| Consigne écrite 1 |
Répondez à ces questions sur la critique de Ginga Eiyû Densetsu :
(a) Sous quelle forme la série est-elle sortie ?
(b) Quelles sont les deux parties de la critique annoncées par l'auteur ?
(c) À quoi les uniformes de la République font-ils penser ?
| Consigne écrite 2 |
Poursuivez la critique de Ginga Eiyû Densetsu après sa dernière phrase.

Mythologie épique d'un futur révolu!

» Critique de l'anime Ginga Eiyû Densetsu par Cyann le
30 Juillet 2014
Ginga Eiyû Densetsu - Screenshot #1

Si j'avais un Dieu, j'irais le voir dans une église et je le remercierais pour m'avoir mis sur le chemin de cette série aux proportions anthologiques! Rien que ça! Oui oui! Gingan Eyuu Densetsu (GeD pour les intimes) est une fresque surpuissante comme l'animation en a rarement produite. Je vais pas me la jouer historien des codes de la japanimation mais il me semble raisonnable d'affirmer qu'elle est en partie responsables du succès des space-opera aujourd'hui. Ici, point de critique, juste de l'admiration. Ce sera partial et sans doute un peu exagéré, mais quand on évolue dans un désert de créativité, le simple verre d'eau devient une oasis luxuriante. Quoique dans ce cas-ci, on est au-delà du "simple" verre d'eau.

Généralement, j'aime contextualiser mes critiques en mettant en perspective la série vue avec les autres produites par les même auteurs. Problème générationnel oblige, je ne vais pas pouvoir développer autant que je souhaiterais cette partie. Je ne connais rien du réalisateur, ni de l'auteur.

Peu importe, il reste tellement de choses à dire que l'on pourrait écrire plusieurs pages au sujet de GeD. Il s'agit ici d'une très longue série sortie sous forme d'OAV et dont la création, en me basant sur mes collègues critiques, a été particulièrement difficile. Cela est peu étonnant tout bien considéré, il s'agit d'une série aux ambitions énormes adaptant un livre qui, sans nul doute, doit être excellent. Comme il y a beaucoup à discuter, je scinderais cette critique en deux parties : l'une abordant les aspects techniques (animation, design etc), l'autre se concentrant sur les particularités scénaristiques, de genre, voire de mise en scène.

Ginga Eiyû Densetsu - Screenshot #2Les aspects techniques

L'animation a proprement parler n'a pas tant vieilli que ça. Si l'on y regarde bien, c'est le format et le manque de fluidité, parfaitement logique quand on considère l'époque, qui peut heurter les yeux les plus sensibles. En soi, l'animation est tout de même bien faite. Mais ce qui détone c'est certainement le design. Il y a ici un véritable travail pour mettre en œuvre une opposition claire et une distinction aisée entre les flottes, le chara-design, les vêtements de chaque faction. Il ne s'agit pas seulement d'une distinction purement technique pour aider les yeux du spectateur, c'est un design pensé pour être symbolique. L'empire et la monarchie sont représentés sous des formes élégantes et très codées, il y a un certain esthétisme inhérent à toute forme de noblesse. Pendant les beaux jours de cette dernière, l'ensemble est lumineux et très coloré. Les vaisseaux sont identifiables par leurs structures plus fines que celles de la République. Cette dernière est particulièrement codifiée également, les uniformes rappelant clairement ceux de notre époque actuelle. Les vaisseaux sont plus bruts et semblent plus tirés d'un futur usé. L'opposition du design est admirable car elle est régulière et cohérente. Mais là où la série fait fort, c'est d'opérer une distinction magistrale dans les thèmes musicaux. La grande majorité étant des morceaux de musique "classique". Je ne suis pas un mélomane accomplit, donc je ne saurais aller dans les détails, mais quand on s'y penche de plus près, les choix de musique et d'auteurs pour chacune des factions n'est pas innocent. La musique classique apporte donc du volume à une série déjà bien gonflée par elle-même. Les choix sont pertinents, tellement qu'il s'agirait presque d'un cas d'école, tout est à sa place et apparaît au bon moment! Certains thèmes sont plus marquants que d'autres mais on apprend à les identifier pour finalement compléter l'ambiance d'une scène. Les doubleurs et tout particulièrement la voix off, sont vraiment investis dans leur travail et font vivre ces personnages malgré une lip-sync parfois bancale.

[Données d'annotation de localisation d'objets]

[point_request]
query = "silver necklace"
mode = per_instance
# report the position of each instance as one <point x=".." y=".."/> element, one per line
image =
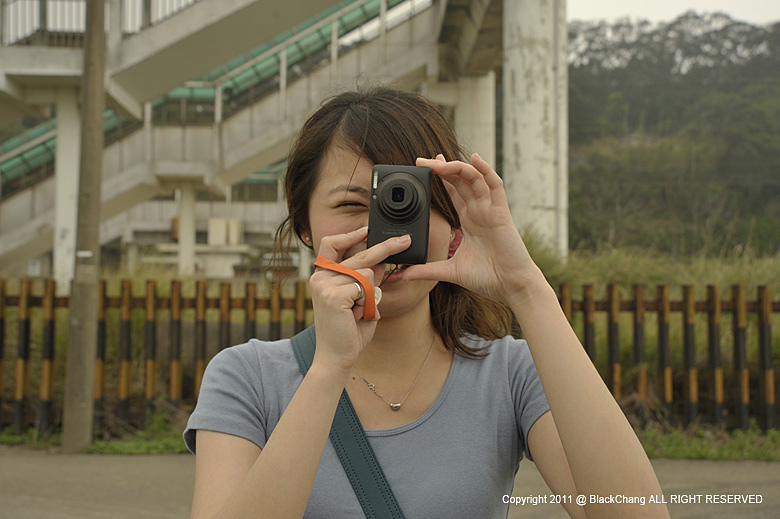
<point x="396" y="406"/>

| Réponse 1 |
(a) Sous forme d'OAV.
(b) L'une porte sur les aspects techniques (animation, design, etc.), l'autre sur les particularités scénaristiques, de genre, voire de mise en scène.
(c) À ceux de notre époque actuelle.

| Réponse 2 |
Dans l'ensemble GeD est une série fort bien présentée, le design est finalement de toute beauté, l'animation propre et évoluant positivement au fil des années, le chara-design est kitch mais il convient de replacer cette série dans son contexte (héééé ouai, les années 1980, question chevelure, c'était pas le top!).

Ginga Eiyû Densetsu - Screenshot #3Les aspects scénaristiques

J'étais subjugué pendant l'ensemble de la série. Quoique la série souffre de petits temps morts à certains instants, la complexité de l'univers développé a dû poser un problème critique. Il faut bien comprendre que garder un univers de personnages, fonctionnant en galaxies se rencontrant de temps à autres et influençant sur la course de chacun tout en gardant une cohérence exemplaire tient du miracle. Les avantages d'un format long tel que celui-ci consistent principalement dans la possibilité de développer largement et d'amener suffisamment de complexité. Les inconvénients? On peut s'y perdre. Alors oui... Il s'agit de l'adaptation d'un livre, mais je suis, à peu de choses près, certain qu'ils n'ont pas copié page par page ledit bouquin. Il est facile de se perdre, d'introduire des bugs dans la matrice et de ne pas pouvoir les corriger à posteriori. Certaines séries sont incapables de tenir la cohérence en seulement 40 minutes (Black Rock Shooter, on parle de toi là!), alors 110 épisodes, c'est une sacrée tâche. Elle a été exécutée avec brio. Je suis plutôt à cheval sur ces questions-là, la cohérence interne du récit doit être prioritaire, quitte à perdre en divertissement. Les créateurs l'ont très bien compris et ont été capable de donner à un récit épique, un réalisme scénaristique, une construction carrée et finalement une cohérence qui servira de base pour développer des intrigues complexes mais pas inaccessibles.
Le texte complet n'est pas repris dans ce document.